(Collected data entries)
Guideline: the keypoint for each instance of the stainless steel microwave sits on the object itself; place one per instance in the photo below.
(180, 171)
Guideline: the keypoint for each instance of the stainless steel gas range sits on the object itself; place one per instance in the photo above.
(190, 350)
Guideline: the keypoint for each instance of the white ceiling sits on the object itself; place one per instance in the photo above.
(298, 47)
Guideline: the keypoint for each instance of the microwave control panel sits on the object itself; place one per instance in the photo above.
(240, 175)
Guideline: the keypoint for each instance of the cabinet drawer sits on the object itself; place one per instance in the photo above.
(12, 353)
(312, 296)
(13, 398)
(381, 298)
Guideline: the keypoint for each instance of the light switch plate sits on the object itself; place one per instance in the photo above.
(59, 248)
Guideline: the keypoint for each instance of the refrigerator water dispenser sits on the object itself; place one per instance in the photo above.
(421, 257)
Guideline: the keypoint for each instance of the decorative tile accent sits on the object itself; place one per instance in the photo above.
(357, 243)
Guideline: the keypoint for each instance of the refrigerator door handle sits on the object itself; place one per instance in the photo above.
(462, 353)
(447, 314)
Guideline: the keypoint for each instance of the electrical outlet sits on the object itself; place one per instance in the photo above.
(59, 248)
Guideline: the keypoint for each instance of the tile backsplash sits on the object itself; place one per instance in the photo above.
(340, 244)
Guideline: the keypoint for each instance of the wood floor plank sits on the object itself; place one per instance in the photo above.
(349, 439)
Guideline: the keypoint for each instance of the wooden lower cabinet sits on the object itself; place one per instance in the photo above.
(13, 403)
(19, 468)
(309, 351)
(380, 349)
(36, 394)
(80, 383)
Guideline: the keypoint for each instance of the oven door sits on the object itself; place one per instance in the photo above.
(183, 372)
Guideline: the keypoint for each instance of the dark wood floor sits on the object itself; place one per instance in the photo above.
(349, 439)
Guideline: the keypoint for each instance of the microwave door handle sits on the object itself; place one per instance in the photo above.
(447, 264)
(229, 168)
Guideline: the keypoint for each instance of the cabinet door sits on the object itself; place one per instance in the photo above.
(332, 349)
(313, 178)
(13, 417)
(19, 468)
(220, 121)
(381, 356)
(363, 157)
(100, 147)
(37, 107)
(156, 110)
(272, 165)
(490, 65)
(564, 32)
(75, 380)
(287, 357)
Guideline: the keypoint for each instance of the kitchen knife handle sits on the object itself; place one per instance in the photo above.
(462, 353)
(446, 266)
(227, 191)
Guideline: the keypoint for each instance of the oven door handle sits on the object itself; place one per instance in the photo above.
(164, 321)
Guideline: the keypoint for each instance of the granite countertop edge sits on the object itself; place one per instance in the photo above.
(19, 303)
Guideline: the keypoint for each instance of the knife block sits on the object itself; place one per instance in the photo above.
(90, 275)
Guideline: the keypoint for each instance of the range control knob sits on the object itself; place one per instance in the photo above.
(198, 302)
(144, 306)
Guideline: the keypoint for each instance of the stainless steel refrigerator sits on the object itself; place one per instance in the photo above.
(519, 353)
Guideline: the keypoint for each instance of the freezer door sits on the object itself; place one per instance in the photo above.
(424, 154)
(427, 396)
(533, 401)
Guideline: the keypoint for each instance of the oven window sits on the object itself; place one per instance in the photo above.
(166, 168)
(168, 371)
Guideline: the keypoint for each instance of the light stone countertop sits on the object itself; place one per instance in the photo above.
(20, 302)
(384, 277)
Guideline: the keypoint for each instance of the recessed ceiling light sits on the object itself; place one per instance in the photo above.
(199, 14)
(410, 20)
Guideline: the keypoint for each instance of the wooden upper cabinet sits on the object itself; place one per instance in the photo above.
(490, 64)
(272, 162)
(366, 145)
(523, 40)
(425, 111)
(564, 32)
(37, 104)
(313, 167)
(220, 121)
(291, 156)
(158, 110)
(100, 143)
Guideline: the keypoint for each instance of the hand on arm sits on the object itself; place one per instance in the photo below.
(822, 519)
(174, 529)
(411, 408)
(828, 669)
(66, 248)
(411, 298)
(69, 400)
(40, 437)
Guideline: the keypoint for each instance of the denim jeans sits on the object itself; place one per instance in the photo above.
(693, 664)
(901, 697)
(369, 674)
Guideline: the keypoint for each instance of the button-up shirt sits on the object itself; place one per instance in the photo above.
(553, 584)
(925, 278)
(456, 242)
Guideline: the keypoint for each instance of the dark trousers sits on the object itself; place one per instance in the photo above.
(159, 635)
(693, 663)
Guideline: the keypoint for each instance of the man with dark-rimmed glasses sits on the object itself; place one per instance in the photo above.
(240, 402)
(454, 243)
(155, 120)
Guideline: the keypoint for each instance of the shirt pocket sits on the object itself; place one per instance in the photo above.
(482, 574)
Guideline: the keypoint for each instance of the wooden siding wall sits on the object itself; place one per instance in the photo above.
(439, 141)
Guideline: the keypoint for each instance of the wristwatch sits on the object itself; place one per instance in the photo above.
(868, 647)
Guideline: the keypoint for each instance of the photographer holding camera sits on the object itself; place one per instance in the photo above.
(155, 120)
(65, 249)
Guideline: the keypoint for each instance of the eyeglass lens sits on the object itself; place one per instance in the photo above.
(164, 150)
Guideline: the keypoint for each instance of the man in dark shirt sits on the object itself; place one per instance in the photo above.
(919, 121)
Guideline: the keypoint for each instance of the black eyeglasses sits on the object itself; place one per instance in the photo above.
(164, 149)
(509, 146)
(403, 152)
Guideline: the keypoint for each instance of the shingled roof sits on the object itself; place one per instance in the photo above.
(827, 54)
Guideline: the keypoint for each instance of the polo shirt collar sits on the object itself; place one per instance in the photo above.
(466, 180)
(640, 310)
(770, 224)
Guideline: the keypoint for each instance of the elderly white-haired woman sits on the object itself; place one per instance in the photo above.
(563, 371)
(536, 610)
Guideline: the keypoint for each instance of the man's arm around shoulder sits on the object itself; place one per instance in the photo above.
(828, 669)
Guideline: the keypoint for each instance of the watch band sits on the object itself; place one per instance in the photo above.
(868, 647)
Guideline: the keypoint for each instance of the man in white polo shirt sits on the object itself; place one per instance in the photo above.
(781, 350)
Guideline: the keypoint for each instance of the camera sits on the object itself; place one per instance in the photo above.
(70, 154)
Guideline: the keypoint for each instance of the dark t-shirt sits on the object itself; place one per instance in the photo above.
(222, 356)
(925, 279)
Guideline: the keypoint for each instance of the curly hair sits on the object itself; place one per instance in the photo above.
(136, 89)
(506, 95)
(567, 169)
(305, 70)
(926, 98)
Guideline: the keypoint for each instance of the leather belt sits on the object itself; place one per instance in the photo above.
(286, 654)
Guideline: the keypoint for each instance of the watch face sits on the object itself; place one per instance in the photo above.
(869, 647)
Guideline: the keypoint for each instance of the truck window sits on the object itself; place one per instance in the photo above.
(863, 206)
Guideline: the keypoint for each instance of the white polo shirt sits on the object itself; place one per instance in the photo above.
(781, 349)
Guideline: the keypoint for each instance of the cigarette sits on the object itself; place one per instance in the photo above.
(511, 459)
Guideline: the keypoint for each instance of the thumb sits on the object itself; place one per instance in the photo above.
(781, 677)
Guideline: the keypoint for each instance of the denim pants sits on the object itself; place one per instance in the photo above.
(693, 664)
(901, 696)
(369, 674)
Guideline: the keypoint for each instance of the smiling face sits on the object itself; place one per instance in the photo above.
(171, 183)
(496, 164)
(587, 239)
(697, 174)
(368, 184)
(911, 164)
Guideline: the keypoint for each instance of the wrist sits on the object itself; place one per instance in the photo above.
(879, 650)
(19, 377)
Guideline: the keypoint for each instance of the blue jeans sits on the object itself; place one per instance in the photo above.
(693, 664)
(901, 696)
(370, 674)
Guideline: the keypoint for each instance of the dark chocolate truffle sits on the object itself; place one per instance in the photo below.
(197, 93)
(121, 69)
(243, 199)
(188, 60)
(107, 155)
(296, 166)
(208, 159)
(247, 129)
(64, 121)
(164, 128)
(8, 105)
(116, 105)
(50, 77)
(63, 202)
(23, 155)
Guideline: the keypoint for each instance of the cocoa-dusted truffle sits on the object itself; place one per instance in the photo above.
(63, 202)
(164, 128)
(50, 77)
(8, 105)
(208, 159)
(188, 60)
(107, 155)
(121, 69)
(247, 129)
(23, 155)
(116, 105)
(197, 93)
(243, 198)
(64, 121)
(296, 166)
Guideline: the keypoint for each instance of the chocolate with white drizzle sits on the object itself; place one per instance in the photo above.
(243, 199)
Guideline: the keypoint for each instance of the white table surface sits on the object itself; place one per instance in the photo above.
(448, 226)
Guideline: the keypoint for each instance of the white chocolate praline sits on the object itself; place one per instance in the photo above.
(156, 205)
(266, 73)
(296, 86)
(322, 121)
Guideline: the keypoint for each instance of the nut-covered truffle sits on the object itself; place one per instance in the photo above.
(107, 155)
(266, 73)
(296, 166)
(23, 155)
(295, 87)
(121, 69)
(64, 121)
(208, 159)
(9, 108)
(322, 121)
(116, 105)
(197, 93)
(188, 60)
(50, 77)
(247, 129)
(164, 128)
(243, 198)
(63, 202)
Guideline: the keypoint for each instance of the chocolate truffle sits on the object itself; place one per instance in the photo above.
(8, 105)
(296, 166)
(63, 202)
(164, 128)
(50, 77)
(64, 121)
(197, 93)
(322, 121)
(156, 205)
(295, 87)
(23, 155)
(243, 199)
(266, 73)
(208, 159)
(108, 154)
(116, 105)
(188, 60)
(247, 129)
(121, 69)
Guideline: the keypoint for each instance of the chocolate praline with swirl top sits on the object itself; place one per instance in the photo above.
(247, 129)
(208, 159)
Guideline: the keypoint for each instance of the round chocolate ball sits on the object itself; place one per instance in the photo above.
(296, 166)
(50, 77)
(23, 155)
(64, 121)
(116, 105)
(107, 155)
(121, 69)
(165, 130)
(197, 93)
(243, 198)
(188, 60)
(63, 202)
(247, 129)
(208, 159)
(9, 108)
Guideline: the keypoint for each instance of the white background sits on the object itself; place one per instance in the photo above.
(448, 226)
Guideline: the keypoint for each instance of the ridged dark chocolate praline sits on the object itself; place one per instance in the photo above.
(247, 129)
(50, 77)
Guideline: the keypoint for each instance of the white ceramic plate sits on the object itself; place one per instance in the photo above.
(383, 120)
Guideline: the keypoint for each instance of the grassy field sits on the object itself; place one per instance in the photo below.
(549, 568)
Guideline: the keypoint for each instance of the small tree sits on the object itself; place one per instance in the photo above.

Exercise
Write out again, exactly, the lines from the one holding "the white background" through the end of the listing, with both ends included.

Correct output
Guideline: the keypoint for each instance of the white background sits on the object itself; place one per instance in the photo above.
(448, 226)
Guideline: the keypoint for each instance of the ridged dark chocolate praline sits on the object itself; place one per instance in the photo above.
(247, 129)
(50, 77)
Guideline: the keypoint for each instance of the white ceramic plate sits on the object itself; place one per instance in the photo above.
(383, 120)
Guideline: the keypoint for each instance of the grassy field sits on the object itself; place one per instance in the photo below.
(549, 568)
Guideline: the keypoint for each instance of the small tree sits on the object itself; place one per instance in the photo above.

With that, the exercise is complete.